Stated task 1:
According to the post about Zuda Comics, which series will be the site's first Mature Readers webcomic?
Stated task 2:
Write the next part of the post about Zuda Comics, picking up after its final sentence.
═══ Excerpt
§ Johanna Draper Carlson rounds up reactions to the end of the Zuda competition model, and some speculation as to how the system may have been gamed. We haven’t really noted this news, but in tandem with that announcement, Zuda also announced the return of Kevin Colden’s I RULE THE NIGHT, which had been on hold for more than a year due to its mature content rating.

There’s more! I RULE THE NIGHT is also going to be ZUDA COMICS’ first Mature Readers webcomic. That’s the reason behind the hiatus. Mostly. There was some other business going on with switching publishers and new executives.

Corporate structure aside, we knew this series was going to touch on some dark, thought provoking themes when it first launched but we still needed to do our editorial due diligence, plot out the series with Kevin and, in a larger context, determine just what having a mature readers series for ZUDA might mean. On the development side we have to make sure that users were able to opt in or out of viewing mature content, should they decide that it simply wasn’t for them, and how this affected navigation, the comic display and other site sections.

Looks like things are moving forward at Zuda — now if they could just ditch that embarrassing interface which was designed for people who never used the web before.
══════
═══ Records provided
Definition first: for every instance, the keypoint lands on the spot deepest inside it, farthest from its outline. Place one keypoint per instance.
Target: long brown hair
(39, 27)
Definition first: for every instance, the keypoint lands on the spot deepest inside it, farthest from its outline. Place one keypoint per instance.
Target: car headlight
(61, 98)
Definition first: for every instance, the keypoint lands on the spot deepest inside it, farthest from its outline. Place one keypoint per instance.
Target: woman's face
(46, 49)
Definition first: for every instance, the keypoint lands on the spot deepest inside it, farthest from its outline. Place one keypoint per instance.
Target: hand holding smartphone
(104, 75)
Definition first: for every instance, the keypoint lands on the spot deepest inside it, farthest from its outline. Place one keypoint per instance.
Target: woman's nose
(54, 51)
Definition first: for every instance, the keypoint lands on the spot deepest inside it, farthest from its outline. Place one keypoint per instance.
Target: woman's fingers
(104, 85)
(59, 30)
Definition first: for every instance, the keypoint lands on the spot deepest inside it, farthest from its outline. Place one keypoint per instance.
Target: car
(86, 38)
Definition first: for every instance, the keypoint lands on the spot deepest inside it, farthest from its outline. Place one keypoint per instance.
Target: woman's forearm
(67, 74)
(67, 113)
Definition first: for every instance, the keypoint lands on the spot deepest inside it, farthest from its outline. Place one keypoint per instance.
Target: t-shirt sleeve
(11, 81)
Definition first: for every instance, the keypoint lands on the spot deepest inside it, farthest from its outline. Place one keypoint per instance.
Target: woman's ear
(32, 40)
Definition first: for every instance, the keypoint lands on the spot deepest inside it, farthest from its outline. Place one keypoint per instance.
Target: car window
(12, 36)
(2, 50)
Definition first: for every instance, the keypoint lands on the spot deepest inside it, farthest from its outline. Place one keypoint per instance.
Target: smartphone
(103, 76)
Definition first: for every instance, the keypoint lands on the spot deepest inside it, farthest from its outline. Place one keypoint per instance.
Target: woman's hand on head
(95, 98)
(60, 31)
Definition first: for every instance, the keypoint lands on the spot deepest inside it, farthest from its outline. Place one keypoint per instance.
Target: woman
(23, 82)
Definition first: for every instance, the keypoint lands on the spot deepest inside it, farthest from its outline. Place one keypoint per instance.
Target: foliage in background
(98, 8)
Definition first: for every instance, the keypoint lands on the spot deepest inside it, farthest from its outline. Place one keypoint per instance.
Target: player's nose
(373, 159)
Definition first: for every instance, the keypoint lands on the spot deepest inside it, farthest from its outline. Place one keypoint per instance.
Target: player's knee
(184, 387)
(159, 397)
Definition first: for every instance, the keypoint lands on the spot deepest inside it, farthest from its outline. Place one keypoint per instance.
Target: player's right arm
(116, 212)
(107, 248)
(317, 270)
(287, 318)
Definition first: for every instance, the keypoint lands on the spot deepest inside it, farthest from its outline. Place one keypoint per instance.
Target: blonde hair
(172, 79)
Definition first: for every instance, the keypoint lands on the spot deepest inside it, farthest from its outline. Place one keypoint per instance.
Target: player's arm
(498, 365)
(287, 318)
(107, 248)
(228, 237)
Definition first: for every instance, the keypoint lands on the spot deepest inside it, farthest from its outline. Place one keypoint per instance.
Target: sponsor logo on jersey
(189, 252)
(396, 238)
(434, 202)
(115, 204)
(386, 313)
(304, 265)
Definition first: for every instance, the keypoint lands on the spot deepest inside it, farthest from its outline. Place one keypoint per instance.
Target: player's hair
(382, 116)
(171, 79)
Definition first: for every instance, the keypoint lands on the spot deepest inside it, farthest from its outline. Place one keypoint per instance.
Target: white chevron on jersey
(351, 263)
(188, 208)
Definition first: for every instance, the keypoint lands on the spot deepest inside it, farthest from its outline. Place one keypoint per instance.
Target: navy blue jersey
══════
Exercise response 1:
Kevin Colden's I RULE THE NIGHT will be Zuda Comics' first Mature Readers webcomic.

Exercise response 2:
§ J. Caleb Mozzocco spins through this month’s sales charts:

11.) If the free market chose the Justice League, and the line-up were determined by which seven characters had the seven most popular solo, ongoing, in-continuity series, then the JLA would consist of Green Lantern Hal Jordan, Batman Dick Grayson, Superman, Red Robin Tim Drake, Batgirl Stephanie Brown, Supergirl and Green Arrow. Currently, only one of those characters is on the four-person JLA line-up, and that’s Batman.

12.) Just for comparison’s sake, if The Avengers were chosen in the same manner, then their lineup would consist of Spider-Man, Thor, Captain America, Hulk, Daken, Iron Man and Deadpool. Interestingly, the lineup for the upcoming main Avengers title includes four of those seven characters.


§ Rumbling in the blogosphere: Valerie D’Orazio has ended her Occasional Superheroine blog.

§ Edgar Wright has added three days of shooting to SCOTT PILGRIM in order to incorporate some bits from the final Scott Pilgrim volume, among other things.

§ Vertigo has announced two more titles for its Crime line, both due out in 2011:

In RAT CATCHER by Andy Diggle (The Losers) and artist Victor Ibanez, an undercover FBI agent and a notorious mob hitman become involved in a thriller with a twist that keeps the action moving and the characters playing a high stakes game of cat and mouse.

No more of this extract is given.